**STATED EXERCISE 1**: In the forum thread on coding style, why should comments be used where needed?
**STATED EXERCISE 2**: How many lines of the entries contain the string "bridge"? Case counts. Give only the number.

**TEXT PASSAGE**:
---------------

Harold Grovesteen's SATK package is a worthy tool, and I am happy to field questions, particularly about the BFP examples.

Steve

Dec 17 '18 14:12 srorso

This is definitely a case of "no good deed goes unpunished".

Dec 17 '18 15:12 wably

This is definitely a case of "no good deed goes unpunished".

(LOL!) I just asked a simple question! :)

Dec 17 '18 20:12 Fish-Git

@wably : I just committed some minor tweaks (*) to your code, mostly pertaining to rewording of comments to make them shorter and fit within 72-80 characters, but also some very minor coding tweaks too (but only a few!) in a few places too.

I hope you don't mind. :/

(*) I Just can't help myself sometimes! I'm convinced it's a form of OCD that just compels me to do sh^htuff like this. It's hard to control. :(

Dec 18 '18 22:12 Fish-Git

Fish, I reviewed your changes and I am fine with them. Now that I can see how you want things to look I can make a better effort to comply with it. Actually, if you published a 'coding standards' document for that sort of thing, then it would be a lot easier to follow the guideline - if the look of the code is important to you.

Dec 18 '18 22:12 wably

Actually, if you published a 'coding standards' document for that sort of thing, then it would be a lot easier to follow the guideline - if the look of the code is important to you.

The only real coding standard that exists doesn't really officially exist anywhere (i.e. it isn't documented anywhere). It's mostly just two things:

No tabs. Use spaces instead.
Braces should be on separate lines.

Everything else is just what I would call common sense programming:

Try to make your code simple and clear.
Use comments where needed. (what's obvious to you might not be to others!) (*)

---------------

**Shape boundary entries**:
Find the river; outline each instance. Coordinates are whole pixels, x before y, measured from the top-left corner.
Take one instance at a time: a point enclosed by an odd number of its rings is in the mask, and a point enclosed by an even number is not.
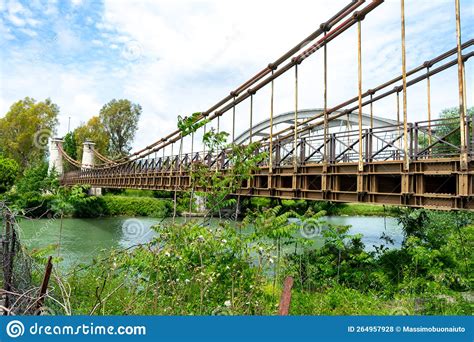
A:
[[[69,268],[77,263],[90,263],[101,251],[112,248],[128,248],[150,241],[156,233],[151,229],[158,223],[166,223],[159,218],[149,217],[107,217],[96,219],[66,218],[61,232],[60,256],[62,267]],[[178,218],[182,222],[183,218]],[[200,219],[202,220],[202,219]],[[350,225],[350,234],[360,233],[367,250],[383,243],[380,235],[385,232],[394,239],[393,247],[403,240],[401,227],[395,218],[364,216],[330,216],[324,218],[328,224]],[[210,225],[216,225],[212,219]],[[20,237],[30,250],[57,244],[60,236],[60,220],[32,219],[20,221]],[[315,237],[314,240],[321,240]]]

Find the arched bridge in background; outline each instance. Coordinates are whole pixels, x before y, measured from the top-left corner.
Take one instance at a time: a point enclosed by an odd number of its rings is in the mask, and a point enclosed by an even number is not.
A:
[[[336,202],[378,203],[437,209],[474,209],[473,154],[474,125],[466,114],[466,67],[473,39],[462,42],[459,0],[454,0],[457,45],[421,65],[407,70],[405,52],[405,13],[401,11],[400,74],[371,89],[362,84],[361,27],[367,15],[375,15],[383,1],[352,1],[318,30],[257,75],[233,90],[196,122],[208,120],[201,133],[222,128],[222,118],[231,123],[230,139],[235,144],[258,141],[255,153],[265,152],[267,159],[258,165],[252,179],[237,191],[244,196],[268,196]],[[327,92],[327,47],[332,40],[355,26],[357,32],[358,93],[339,104],[329,105]],[[299,108],[301,84],[298,66],[314,53],[323,55],[324,107]],[[458,82],[446,85],[446,91],[459,94],[459,117],[431,117],[430,78],[456,68]],[[294,110],[274,113],[274,87],[283,74],[293,74]],[[426,84],[426,120],[410,121],[407,93]],[[271,94],[268,119],[253,124],[254,99],[262,89]],[[374,115],[373,104],[394,99],[393,119]],[[236,132],[236,108],[248,108],[250,125]],[[248,106],[248,107],[247,107]],[[364,110],[364,112],[363,112]],[[391,114],[386,113],[386,114]],[[379,115],[380,116],[380,115]],[[237,134],[239,133],[239,134]],[[88,184],[103,188],[133,188],[186,191],[190,188],[193,163],[209,169],[232,168],[229,150],[210,153],[196,149],[196,133],[170,132],[146,148],[117,160],[100,155],[87,143],[82,162],[73,160],[61,146],[51,145],[51,166],[62,169],[62,159],[77,168],[62,175],[64,185]],[[183,149],[183,146],[185,147]],[[186,151],[185,151],[186,149]],[[160,156],[158,156],[160,154]],[[94,157],[95,156],[95,157]],[[100,164],[96,163],[100,161]],[[199,189],[196,189],[199,190]],[[201,189],[203,190],[203,189]]]

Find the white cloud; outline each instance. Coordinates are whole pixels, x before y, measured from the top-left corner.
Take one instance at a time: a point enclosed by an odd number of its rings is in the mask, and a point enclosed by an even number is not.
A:
[[[0,94],[3,101],[0,110],[5,112],[7,104],[21,96],[32,95],[38,99],[50,96],[60,104],[64,115],[73,117],[74,127],[98,114],[101,105],[110,99],[129,98],[144,109],[135,143],[135,147],[143,147],[175,129],[177,115],[207,109],[301,41],[346,3],[345,0],[301,0],[290,6],[287,1],[270,0],[242,0],[238,4],[217,0],[105,0],[102,20],[95,23],[100,39],[91,43],[117,50],[122,59],[110,60],[108,67],[98,63],[87,69],[41,61],[13,66],[12,70],[5,68],[2,73],[12,81],[8,92]],[[466,2],[463,6],[466,7]],[[451,1],[407,2],[408,68],[454,47],[452,7]],[[16,7],[14,14],[22,11]],[[386,1],[362,23],[364,90],[401,72],[399,11],[399,1]],[[46,12],[57,13],[56,1],[49,2]],[[472,18],[472,13],[463,13]],[[31,16],[28,18],[26,24],[33,26]],[[84,42],[67,24],[60,22],[55,30],[60,45],[74,56],[82,51]],[[0,22],[2,32],[12,36]],[[333,106],[357,92],[355,27],[330,43],[328,56],[328,99],[329,106]],[[472,61],[467,65],[472,70]],[[18,73],[18,68],[24,71]],[[321,51],[300,66],[299,77],[299,107],[322,107]],[[456,77],[455,70],[433,77],[433,113],[456,105]],[[293,82],[292,72],[275,82],[275,112],[293,110]],[[472,78],[467,82],[472,90]],[[254,122],[263,120],[269,113],[269,90],[260,93],[255,96]],[[472,93],[468,92],[469,103]],[[410,120],[426,117],[425,97],[424,83],[409,91]],[[376,104],[376,115],[393,118],[394,101],[391,97]],[[248,108],[246,102],[237,109],[241,130],[248,126]],[[221,127],[227,130],[229,114],[221,120]]]
[[[73,6],[81,6],[84,3],[84,0],[71,0]]]

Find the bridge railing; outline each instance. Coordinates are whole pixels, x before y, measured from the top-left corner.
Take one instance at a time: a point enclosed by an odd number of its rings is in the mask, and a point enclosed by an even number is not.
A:
[[[474,129],[472,118],[468,118],[467,136],[469,137],[469,154],[473,155]],[[438,119],[420,121],[408,125],[408,152],[412,160],[428,158],[454,158],[460,154],[460,133],[458,119]],[[328,163],[354,163],[359,159],[359,149],[362,148],[364,162],[397,161],[404,157],[403,125],[388,125],[377,128],[364,128],[362,140],[359,141],[359,131],[333,132],[326,136],[317,134],[302,136],[297,140],[296,148],[293,139],[277,141],[273,145],[273,166],[292,166]],[[326,145],[326,146],[325,146]],[[269,153],[268,145],[261,145],[255,153]],[[216,152],[201,151],[174,154],[159,158],[147,158],[130,162],[106,170],[84,169],[67,173],[66,178],[110,178],[129,175],[144,175],[153,173],[182,173],[191,169],[192,165],[200,163],[210,169],[227,169],[232,167],[229,159],[231,149]],[[269,158],[259,165],[269,165]]]

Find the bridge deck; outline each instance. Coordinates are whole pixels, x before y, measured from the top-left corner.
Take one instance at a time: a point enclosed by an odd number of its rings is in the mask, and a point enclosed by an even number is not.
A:
[[[468,171],[461,171],[459,159],[454,158],[412,161],[409,172],[403,171],[401,160],[368,162],[364,172],[358,172],[357,166],[354,162],[329,164],[327,172],[323,172],[321,163],[300,166],[296,172],[292,166],[277,166],[272,174],[267,166],[263,166],[238,193],[244,196],[474,210],[471,201],[473,162],[470,162]],[[62,183],[104,188],[190,190],[189,173],[179,170],[135,170],[87,176],[79,172],[68,173]]]

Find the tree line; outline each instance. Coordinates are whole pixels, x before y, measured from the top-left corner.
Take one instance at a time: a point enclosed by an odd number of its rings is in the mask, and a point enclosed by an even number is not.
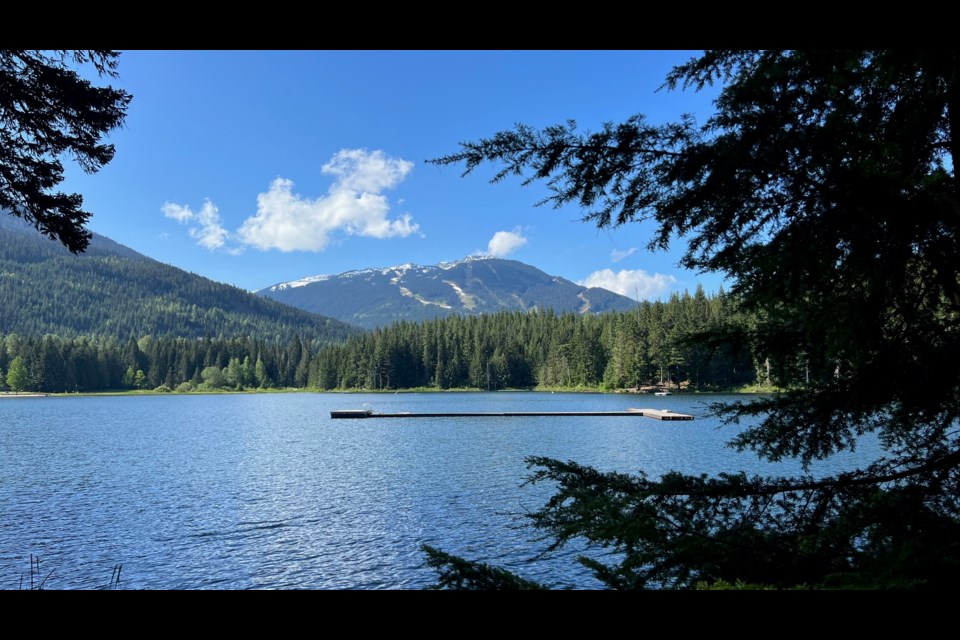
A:
[[[698,288],[601,315],[514,311],[398,322],[334,345],[300,335],[123,341],[10,334],[0,340],[0,372],[6,388],[39,392],[729,389],[790,386],[811,371],[830,373],[829,363],[811,363],[802,349],[780,353],[745,339],[756,321],[722,290]],[[724,338],[697,339],[707,333]]]

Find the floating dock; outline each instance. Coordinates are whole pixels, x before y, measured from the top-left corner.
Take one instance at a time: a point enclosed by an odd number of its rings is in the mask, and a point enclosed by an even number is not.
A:
[[[669,409],[627,409],[626,411],[495,411],[495,412],[451,412],[451,413],[374,413],[373,409],[343,409],[331,411],[330,417],[364,419],[364,418],[529,418],[564,416],[631,416],[653,418],[654,420],[693,420],[693,416],[685,413],[676,413]]]

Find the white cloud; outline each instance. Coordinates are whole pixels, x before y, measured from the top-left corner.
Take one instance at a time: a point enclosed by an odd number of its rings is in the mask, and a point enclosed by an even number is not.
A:
[[[390,203],[381,192],[400,184],[413,163],[383,151],[342,149],[322,167],[336,177],[326,195],[311,199],[293,191],[293,182],[277,178],[257,196],[257,213],[237,236],[261,250],[323,251],[340,230],[371,238],[405,238],[419,226],[405,213],[389,219]]]
[[[190,211],[190,207],[184,207],[172,202],[164,202],[160,210],[163,211],[164,216],[173,218],[181,224],[193,219],[193,211]]]
[[[230,233],[223,227],[223,221],[220,219],[220,210],[209,199],[203,201],[203,206],[198,212],[173,202],[165,202],[161,211],[164,216],[180,224],[190,224],[190,237],[207,249],[219,249],[230,237]]]
[[[583,287],[601,287],[629,298],[652,300],[667,293],[676,284],[673,276],[655,273],[650,275],[643,269],[623,269],[614,273],[612,269],[594,271],[577,282]]]
[[[527,239],[523,237],[520,227],[513,231],[497,231],[487,244],[487,253],[502,258],[525,244],[527,244]]]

---------------

**PROBLEM SOLUTION 1**: Comments should be used where needed because what is obvious to the person writing the code might not be obvious to others.

**PROBLEM SOLUTION 2**: 3